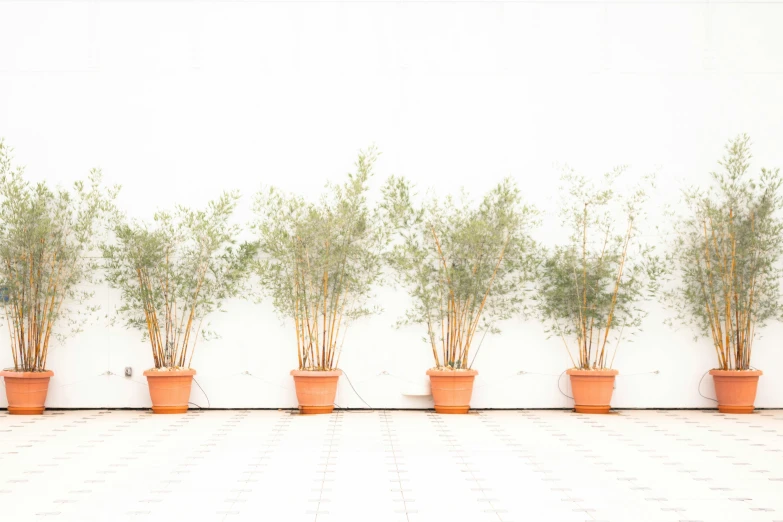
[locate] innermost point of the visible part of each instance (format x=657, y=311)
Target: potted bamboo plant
x=589, y=289
x=172, y=274
x=318, y=263
x=45, y=235
x=465, y=267
x=727, y=253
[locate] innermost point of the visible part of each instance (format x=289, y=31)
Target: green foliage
x=321, y=260
x=592, y=285
x=726, y=254
x=46, y=235
x=174, y=272
x=464, y=265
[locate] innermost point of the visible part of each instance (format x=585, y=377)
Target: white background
x=179, y=100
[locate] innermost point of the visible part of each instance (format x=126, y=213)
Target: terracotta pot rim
x=316, y=373
x=154, y=372
x=737, y=373
x=452, y=373
x=592, y=373
x=26, y=375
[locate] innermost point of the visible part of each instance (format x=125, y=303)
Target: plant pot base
x=736, y=389
x=592, y=409
x=735, y=409
x=22, y=410
x=452, y=409
x=451, y=390
x=26, y=391
x=316, y=390
x=166, y=410
x=592, y=390
x=170, y=390
x=315, y=410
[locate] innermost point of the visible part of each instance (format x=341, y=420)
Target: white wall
x=177, y=100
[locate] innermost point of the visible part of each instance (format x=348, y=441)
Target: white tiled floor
x=392, y=466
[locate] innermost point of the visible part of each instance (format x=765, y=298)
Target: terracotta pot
x=451, y=389
x=316, y=390
x=170, y=390
x=736, y=389
x=26, y=391
x=592, y=389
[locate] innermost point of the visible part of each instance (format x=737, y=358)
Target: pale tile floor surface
x=392, y=466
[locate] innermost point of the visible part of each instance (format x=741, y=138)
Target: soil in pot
x=451, y=389
x=592, y=389
x=736, y=389
x=170, y=389
x=316, y=390
x=26, y=391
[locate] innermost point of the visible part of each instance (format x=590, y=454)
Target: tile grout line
x=444, y=429
x=387, y=420
x=335, y=419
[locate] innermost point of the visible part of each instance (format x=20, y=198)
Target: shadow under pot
x=26, y=391
x=451, y=389
x=592, y=389
x=316, y=390
x=170, y=389
x=736, y=389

□ □ □ □ □

WORK ITEM | Your answer must be the lines from the one containing "(format x=585, y=377)" to the last line of the entries, repeated exactly and with nothing else.

EXERCISE RESULT |
[locate] innermost point of the visible part of each instance (format x=585, y=377)
Target: white background
x=179, y=100
[locate] innermost point of the visible part of each instance (format x=126, y=213)
Target: terracotta pot rim
x=316, y=373
x=154, y=372
x=737, y=373
x=452, y=373
x=592, y=373
x=26, y=375
[locate] innermost point of the visible part of each instance (format x=125, y=303)
Target: plant pot base
x=736, y=389
x=592, y=409
x=735, y=409
x=22, y=410
x=452, y=409
x=451, y=390
x=26, y=391
x=316, y=390
x=166, y=410
x=592, y=390
x=170, y=390
x=315, y=410
[locate] innermost point of the visible part of each instance (format x=341, y=420)
Target: white wall
x=177, y=100
[locate] innermost point of the visible part of each instance (format x=348, y=441)
Target: white tiled floor
x=392, y=466
[locate] innermost point of the visible part of each instance (format x=765, y=298)
Target: terracotta pot
x=451, y=389
x=316, y=390
x=170, y=390
x=736, y=389
x=26, y=391
x=592, y=389
[locate] innermost point of the visible part of each instance (format x=737, y=358)
Target: pale tile floor surface
x=392, y=466
[locate] innermost point of the visible part of each instance (format x=741, y=138)
Target: soil in pot
x=451, y=389
x=592, y=389
x=736, y=389
x=170, y=389
x=316, y=390
x=26, y=391
[locate] innermost point of the visible part of each instance (format x=590, y=454)
Target: tile grout line
x=444, y=429
x=387, y=420
x=335, y=419
[locate] innermost point of the visible part of each instance (format x=20, y=198)
Target: shadow under pot
x=26, y=391
x=451, y=389
x=592, y=389
x=316, y=390
x=170, y=389
x=736, y=389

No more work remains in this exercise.